━━━━━ SOURCE TEXT

Foundation history
From a $26.50 endowment in 1917 to over $4 billion invested in projects worldwide.
The Rotary Foundation began with a single sentence and a single donation — and grew into one of the largest non-profit funders of community service in the world.
1917: An endowment for doing good
Arch C. Klumph, RI President 1916–17, who proposed the endowment fund.
In 1917, outgoing Rotary International President Arch C. Klumph proposed setting up an endowment fund “for the purpose of doing good in the world.”
The first contribution was $26.50, from the Rotary Club of Kansas City. Modest beginnings for what would grow into a global force for change.
In 1928, the endowment was formally named The Rotary Foundation.
Key milestones
- 1917 — Arch C. Klumph proposes the endowment. First donation: $26.50 from Kansas City.
- 1928 — The endowment is formally named The Rotary Foundation at the Minneapolis Convention.
- 1947 — Rotary founder Paul Harris dies. Gifts in his memory total $1.3 million, launching the Foundation’s first major programme: the Rotary Fellowships for Advanced Study.
- 1965 — The Matching Grants programme launches, multiplying the impact of local club contributions for the first time.
- 1978 — The Rotary Foundation makes its first contribution toward polio vaccination, in the Philippines.
- 1985 — PolioPlus is launched. Rotary commits to eradicating polio worldwide.
- 2002 — The Rotary Peace Centers are established, training Peace Fellows at universities worldwide.
- 2007 — The Bill & Melinda Gates Foundation announces the first of several major partnership grants for polio eradication, eventually committing more than $1 billion.
- 2013 — The Foundation’s seven Areas of Focus framework is introduced, replacing the older general grant programmes.
- Today — over $4 billion contributed and invested in life-changing projects since 1917.
The polio commitment
In 1985, Rotary made an audacious commitment: to wipe polio off the face of the earth. At the time, the disease paralysed 350,000 children every year across 125 countries.
Today, polio is endemic in just two countries, and global cases are down by more than 99.9%. It is the largest internationally-coordinated public health initiative in history — and Rotary is its driving force.
The Foundation today
The Rotary Foundation funds work across seven Areas of Focus: peace and conflict prevention, disease prevention and treatment, water and sanitation, maternal and child health, basic education and literacy, community economic development, and the environment.
It is consistently rated among the world’s most efficient and accountable global charities — a four-star Charity Navigator rating, the highest possible.
From a $26.50 donation to a $1 billion endowment.
The Rotary Foundation is the giving arm of Rotary — our charity, owned and run by Rotarians. From its first gift in 1917 to the global polio eradication effort today, every Foundation grant traces back to ordinary Rotarians choosing to give.

━━━━━━━━━━
━━━━━ DATA FOR ANALYSIS

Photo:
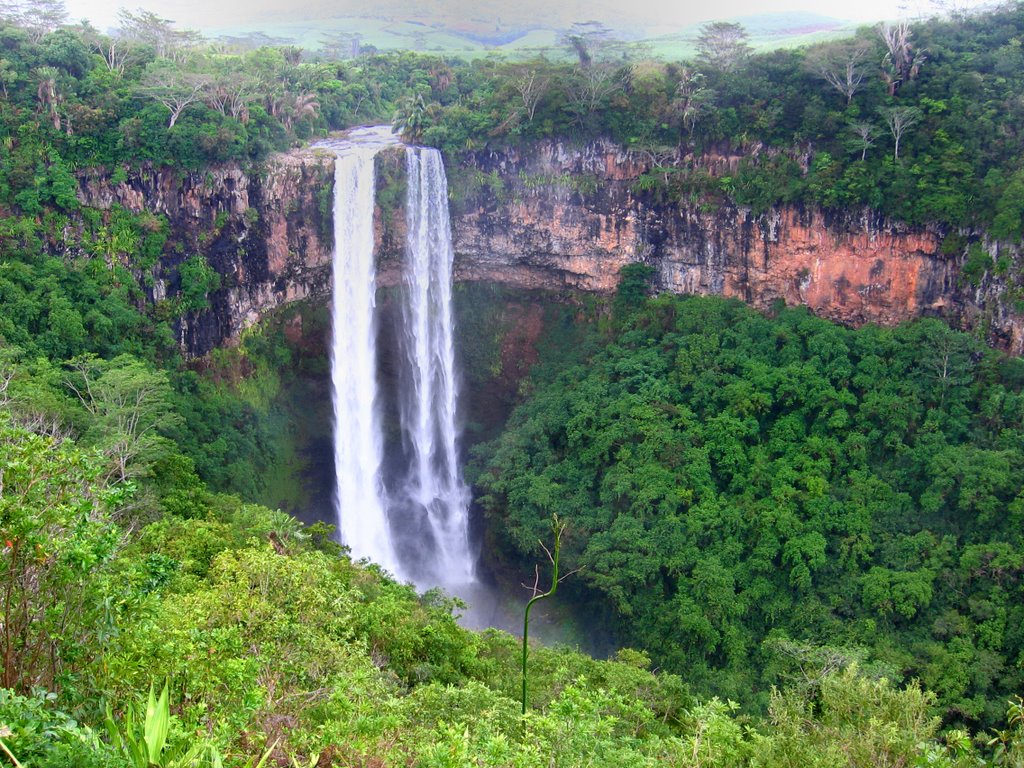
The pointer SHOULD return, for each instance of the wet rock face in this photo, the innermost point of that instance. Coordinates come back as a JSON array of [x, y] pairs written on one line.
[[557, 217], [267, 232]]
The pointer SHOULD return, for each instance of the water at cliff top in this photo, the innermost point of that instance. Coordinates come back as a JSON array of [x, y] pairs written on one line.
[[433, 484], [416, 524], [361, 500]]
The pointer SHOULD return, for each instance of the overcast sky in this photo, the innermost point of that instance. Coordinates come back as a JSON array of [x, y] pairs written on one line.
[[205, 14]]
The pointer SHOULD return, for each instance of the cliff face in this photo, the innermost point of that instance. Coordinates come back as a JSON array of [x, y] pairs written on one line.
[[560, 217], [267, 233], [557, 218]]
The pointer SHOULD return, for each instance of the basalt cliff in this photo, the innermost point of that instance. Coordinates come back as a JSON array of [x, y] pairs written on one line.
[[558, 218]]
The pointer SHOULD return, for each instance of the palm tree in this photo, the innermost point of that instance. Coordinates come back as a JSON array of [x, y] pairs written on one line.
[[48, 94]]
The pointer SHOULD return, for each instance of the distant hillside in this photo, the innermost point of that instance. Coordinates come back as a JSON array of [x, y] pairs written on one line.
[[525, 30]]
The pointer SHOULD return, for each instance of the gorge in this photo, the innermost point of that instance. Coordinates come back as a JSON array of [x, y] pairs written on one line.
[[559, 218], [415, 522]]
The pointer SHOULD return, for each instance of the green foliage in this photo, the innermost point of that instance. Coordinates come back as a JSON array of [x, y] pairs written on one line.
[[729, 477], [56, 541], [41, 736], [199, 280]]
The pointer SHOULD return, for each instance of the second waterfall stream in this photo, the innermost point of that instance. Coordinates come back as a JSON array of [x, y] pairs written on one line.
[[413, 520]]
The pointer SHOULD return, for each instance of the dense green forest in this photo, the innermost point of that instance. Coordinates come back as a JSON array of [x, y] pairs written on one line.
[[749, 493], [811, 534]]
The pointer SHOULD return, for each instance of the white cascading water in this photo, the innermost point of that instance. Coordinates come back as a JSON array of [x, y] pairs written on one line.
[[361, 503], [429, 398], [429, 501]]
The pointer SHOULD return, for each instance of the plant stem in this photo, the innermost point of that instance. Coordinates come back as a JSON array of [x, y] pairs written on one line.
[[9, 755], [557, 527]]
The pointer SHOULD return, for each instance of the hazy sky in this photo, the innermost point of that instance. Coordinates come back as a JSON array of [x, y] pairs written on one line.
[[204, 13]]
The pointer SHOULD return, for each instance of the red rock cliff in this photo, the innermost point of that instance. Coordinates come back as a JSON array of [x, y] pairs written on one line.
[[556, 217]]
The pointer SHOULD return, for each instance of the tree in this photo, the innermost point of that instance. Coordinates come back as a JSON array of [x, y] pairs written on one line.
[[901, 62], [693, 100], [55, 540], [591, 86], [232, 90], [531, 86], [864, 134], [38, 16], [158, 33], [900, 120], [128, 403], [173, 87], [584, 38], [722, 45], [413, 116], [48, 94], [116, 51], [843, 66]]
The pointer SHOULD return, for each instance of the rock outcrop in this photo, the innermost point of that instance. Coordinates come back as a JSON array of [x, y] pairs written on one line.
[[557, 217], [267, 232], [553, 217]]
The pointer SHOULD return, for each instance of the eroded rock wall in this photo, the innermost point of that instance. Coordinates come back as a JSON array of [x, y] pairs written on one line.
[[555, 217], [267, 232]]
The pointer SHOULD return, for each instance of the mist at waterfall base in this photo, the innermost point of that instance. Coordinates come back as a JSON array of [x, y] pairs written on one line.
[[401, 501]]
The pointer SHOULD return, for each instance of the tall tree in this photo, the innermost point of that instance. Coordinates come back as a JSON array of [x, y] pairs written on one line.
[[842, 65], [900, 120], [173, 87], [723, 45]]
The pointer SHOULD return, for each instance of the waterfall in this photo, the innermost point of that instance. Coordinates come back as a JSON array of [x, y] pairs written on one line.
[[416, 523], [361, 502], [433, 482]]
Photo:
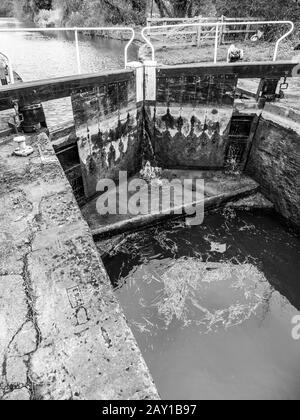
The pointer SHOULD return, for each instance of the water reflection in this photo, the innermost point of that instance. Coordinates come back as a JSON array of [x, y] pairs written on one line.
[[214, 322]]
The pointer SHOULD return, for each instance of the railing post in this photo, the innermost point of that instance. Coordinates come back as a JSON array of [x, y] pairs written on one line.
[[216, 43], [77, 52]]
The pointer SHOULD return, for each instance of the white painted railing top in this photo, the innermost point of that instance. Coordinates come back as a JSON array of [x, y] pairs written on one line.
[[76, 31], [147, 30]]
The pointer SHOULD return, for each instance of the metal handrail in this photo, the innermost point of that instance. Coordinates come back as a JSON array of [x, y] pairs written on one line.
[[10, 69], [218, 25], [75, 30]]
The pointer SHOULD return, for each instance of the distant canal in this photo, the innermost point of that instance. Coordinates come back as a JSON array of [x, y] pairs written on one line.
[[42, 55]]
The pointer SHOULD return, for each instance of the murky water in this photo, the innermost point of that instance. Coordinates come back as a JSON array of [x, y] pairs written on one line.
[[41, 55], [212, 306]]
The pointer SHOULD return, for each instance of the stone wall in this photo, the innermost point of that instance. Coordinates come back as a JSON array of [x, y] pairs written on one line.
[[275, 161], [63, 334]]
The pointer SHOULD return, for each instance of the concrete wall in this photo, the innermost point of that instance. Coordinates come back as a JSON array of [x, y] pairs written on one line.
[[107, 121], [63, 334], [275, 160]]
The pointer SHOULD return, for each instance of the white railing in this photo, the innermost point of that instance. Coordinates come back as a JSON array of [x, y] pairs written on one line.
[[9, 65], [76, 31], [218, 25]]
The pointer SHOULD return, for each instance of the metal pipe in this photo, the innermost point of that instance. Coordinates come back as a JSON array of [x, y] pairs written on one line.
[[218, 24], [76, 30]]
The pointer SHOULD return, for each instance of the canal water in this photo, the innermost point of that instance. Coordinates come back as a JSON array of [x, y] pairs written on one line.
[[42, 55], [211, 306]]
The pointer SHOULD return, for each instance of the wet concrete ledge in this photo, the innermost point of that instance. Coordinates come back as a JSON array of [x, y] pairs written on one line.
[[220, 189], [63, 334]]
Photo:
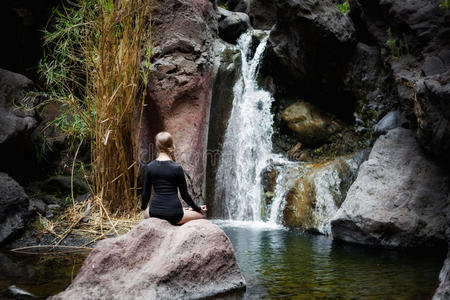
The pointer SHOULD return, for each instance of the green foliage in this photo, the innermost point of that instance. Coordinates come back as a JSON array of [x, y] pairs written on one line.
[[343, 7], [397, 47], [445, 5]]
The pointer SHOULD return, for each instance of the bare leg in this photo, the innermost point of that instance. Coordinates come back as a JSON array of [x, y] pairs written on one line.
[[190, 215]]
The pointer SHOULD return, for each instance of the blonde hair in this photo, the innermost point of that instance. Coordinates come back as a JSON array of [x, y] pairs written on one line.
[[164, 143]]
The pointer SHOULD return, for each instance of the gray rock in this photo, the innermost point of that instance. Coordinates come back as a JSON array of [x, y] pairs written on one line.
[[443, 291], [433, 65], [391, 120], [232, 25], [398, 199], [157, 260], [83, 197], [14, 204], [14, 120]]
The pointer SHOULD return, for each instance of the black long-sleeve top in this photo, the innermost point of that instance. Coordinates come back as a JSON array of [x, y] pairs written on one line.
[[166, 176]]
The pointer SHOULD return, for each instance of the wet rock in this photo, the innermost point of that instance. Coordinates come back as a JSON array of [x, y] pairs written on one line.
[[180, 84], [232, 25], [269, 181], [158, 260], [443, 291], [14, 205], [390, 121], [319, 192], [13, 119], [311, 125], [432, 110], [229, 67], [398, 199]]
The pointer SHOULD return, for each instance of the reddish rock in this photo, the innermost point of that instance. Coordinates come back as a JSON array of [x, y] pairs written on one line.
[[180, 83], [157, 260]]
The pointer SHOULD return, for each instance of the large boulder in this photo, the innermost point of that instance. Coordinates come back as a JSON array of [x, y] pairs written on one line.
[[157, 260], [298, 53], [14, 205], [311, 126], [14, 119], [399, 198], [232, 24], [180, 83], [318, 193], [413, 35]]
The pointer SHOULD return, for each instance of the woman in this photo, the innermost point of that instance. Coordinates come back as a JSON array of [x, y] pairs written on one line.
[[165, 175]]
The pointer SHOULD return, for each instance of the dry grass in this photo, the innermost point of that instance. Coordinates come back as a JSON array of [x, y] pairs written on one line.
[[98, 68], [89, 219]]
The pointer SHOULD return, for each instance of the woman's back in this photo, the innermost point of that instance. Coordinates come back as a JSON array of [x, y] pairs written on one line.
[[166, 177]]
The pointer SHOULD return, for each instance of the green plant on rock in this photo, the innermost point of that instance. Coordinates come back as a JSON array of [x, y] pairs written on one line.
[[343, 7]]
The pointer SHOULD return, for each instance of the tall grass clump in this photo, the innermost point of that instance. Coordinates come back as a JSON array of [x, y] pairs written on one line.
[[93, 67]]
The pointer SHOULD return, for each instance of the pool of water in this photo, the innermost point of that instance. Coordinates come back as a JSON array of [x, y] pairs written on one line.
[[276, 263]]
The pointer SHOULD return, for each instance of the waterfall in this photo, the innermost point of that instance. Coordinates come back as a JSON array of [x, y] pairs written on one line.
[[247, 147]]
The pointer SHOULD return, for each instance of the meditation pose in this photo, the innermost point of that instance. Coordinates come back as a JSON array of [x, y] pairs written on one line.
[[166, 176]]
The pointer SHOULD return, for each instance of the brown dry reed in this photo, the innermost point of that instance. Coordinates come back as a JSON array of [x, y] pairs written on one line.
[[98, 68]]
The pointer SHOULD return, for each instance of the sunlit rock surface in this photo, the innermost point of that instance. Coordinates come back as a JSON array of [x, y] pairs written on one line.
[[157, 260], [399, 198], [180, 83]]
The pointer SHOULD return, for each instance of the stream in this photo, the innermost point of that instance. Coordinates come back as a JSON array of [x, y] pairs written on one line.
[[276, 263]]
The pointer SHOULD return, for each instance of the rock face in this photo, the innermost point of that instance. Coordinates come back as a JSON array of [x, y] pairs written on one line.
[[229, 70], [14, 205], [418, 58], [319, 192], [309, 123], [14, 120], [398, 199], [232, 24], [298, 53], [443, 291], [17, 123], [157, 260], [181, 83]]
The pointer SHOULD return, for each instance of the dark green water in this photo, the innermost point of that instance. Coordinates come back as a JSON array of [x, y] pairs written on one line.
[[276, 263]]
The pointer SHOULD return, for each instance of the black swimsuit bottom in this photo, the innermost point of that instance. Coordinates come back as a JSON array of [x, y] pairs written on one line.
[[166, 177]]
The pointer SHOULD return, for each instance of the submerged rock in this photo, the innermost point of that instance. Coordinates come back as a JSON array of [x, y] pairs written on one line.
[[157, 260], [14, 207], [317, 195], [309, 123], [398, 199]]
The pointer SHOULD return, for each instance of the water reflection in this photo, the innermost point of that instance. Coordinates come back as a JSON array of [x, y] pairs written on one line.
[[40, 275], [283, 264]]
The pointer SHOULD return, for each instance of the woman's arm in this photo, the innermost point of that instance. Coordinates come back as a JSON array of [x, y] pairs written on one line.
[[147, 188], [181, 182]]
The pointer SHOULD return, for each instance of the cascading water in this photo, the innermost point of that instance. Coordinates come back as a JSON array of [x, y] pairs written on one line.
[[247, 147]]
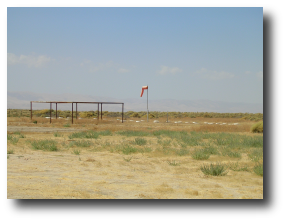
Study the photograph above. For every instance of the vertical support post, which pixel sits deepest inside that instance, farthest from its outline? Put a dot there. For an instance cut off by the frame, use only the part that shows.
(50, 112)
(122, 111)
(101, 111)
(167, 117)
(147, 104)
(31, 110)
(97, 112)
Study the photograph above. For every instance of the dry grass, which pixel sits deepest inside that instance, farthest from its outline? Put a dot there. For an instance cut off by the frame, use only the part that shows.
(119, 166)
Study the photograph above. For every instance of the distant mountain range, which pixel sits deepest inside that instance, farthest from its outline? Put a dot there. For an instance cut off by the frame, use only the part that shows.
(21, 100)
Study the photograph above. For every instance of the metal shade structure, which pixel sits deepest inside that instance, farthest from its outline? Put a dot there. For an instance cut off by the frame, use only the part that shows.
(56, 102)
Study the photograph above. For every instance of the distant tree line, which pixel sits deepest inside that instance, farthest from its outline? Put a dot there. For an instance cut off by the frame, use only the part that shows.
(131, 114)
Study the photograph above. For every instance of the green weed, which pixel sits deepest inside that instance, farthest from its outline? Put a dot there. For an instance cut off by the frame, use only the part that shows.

━━━━━━━━━━

PROBLEM DETAILS:
Using the Rotary Foundation history, list all of the Areas of Focus that the Foundation funds. The items above are separate material and have nothing to do with the Rotary Foundation history.

THE ANSWER:
- peace and conflict prevention
- disease prevention and treatment
- water and sanitation
- maternal and child health
- basic education and literacy
- community economic development
- the environment